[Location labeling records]
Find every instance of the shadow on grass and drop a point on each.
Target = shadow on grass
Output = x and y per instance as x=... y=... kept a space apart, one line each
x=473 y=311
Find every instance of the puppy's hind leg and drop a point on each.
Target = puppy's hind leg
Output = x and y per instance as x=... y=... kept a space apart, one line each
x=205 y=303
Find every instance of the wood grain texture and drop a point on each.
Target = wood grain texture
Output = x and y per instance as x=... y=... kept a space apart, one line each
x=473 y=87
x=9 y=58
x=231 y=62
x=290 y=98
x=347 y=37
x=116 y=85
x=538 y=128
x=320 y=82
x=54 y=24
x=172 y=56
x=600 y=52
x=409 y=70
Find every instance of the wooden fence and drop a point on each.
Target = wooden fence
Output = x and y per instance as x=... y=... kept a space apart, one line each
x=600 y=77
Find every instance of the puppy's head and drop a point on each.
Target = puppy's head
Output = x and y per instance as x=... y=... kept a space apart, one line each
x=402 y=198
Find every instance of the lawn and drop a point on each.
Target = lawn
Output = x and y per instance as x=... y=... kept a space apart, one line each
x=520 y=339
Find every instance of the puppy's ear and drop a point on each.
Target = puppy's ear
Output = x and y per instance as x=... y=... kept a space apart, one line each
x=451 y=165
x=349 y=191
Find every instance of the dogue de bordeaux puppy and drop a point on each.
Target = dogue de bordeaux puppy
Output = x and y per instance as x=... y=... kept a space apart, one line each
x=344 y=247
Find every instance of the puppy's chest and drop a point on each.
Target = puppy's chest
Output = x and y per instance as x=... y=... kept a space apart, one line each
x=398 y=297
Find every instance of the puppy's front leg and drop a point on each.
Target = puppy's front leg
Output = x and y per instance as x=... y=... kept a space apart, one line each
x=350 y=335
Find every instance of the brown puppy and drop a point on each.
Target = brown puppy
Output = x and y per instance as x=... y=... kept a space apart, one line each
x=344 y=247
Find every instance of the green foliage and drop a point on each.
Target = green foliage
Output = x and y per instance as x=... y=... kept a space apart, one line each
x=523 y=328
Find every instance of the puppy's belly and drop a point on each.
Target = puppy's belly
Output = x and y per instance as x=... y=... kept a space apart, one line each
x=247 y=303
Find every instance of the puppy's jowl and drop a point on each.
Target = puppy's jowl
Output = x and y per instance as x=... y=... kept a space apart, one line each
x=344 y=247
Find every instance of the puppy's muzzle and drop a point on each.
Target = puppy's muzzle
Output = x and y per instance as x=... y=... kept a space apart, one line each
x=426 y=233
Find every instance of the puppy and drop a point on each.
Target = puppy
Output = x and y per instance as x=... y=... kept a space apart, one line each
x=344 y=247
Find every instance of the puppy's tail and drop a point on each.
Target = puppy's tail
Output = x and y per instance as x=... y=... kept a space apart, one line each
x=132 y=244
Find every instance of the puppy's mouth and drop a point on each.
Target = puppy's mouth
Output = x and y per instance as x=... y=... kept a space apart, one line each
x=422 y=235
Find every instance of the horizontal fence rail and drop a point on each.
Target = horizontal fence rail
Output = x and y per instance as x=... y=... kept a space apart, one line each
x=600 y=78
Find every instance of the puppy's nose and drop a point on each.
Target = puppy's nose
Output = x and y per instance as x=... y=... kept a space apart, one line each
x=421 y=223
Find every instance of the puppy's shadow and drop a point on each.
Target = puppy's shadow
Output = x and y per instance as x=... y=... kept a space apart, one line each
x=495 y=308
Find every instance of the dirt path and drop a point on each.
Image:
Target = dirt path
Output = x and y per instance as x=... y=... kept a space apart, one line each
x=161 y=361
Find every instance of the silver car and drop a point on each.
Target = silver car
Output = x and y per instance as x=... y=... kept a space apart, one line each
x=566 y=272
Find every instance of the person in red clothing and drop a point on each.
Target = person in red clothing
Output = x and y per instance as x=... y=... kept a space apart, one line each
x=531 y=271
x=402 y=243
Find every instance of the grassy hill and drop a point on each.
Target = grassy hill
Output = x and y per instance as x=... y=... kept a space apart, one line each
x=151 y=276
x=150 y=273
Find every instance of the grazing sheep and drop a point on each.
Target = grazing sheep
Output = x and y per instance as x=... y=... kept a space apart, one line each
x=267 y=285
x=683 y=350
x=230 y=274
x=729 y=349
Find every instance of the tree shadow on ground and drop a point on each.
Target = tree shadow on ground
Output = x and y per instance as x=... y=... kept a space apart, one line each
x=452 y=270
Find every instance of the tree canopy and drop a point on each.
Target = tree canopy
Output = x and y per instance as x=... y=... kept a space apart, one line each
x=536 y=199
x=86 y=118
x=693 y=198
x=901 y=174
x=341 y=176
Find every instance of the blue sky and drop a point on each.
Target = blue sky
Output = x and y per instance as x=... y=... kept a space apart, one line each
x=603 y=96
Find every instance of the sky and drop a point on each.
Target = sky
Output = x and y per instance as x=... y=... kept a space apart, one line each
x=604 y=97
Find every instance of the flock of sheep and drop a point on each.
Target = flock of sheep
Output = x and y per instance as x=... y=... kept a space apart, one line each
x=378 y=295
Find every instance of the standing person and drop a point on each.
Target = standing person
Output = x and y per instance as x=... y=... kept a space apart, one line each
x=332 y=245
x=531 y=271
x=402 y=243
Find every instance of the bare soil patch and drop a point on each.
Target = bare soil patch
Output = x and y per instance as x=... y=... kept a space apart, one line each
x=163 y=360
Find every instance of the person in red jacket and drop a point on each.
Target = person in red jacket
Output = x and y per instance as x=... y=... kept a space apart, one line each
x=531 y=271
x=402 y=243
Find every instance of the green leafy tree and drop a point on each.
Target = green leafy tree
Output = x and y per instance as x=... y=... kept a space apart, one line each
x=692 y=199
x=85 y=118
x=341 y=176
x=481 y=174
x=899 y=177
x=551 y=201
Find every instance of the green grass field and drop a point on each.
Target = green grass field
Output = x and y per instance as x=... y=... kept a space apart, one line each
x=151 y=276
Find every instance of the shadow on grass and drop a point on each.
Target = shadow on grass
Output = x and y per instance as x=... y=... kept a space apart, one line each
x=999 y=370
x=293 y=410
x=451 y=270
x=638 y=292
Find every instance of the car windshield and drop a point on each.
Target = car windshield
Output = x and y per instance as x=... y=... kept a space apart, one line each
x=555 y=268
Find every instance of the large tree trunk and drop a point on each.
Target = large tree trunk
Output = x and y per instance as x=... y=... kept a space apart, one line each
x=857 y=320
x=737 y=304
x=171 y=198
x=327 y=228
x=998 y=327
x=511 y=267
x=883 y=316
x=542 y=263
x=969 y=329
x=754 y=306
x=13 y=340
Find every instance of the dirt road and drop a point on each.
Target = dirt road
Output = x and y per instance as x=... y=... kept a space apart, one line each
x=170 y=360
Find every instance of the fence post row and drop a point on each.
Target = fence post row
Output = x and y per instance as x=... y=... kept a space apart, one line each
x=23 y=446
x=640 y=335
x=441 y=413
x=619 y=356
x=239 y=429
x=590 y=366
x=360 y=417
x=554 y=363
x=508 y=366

**Goal of the exercise:** Swap "puppy's shadow" for "dog's shadow" in the records, starting at the line that contains "Find every instance of the puppy's shadow" and ending at the line that contains "x=495 y=308". Give back only those lines, with nothing else changed.

**Written response:**
Find every instance of the dog's shadow and drop a point on each.
Target = dog's shadow
Output = x and y per instance as x=... y=... kept a space apart, one line each
x=495 y=308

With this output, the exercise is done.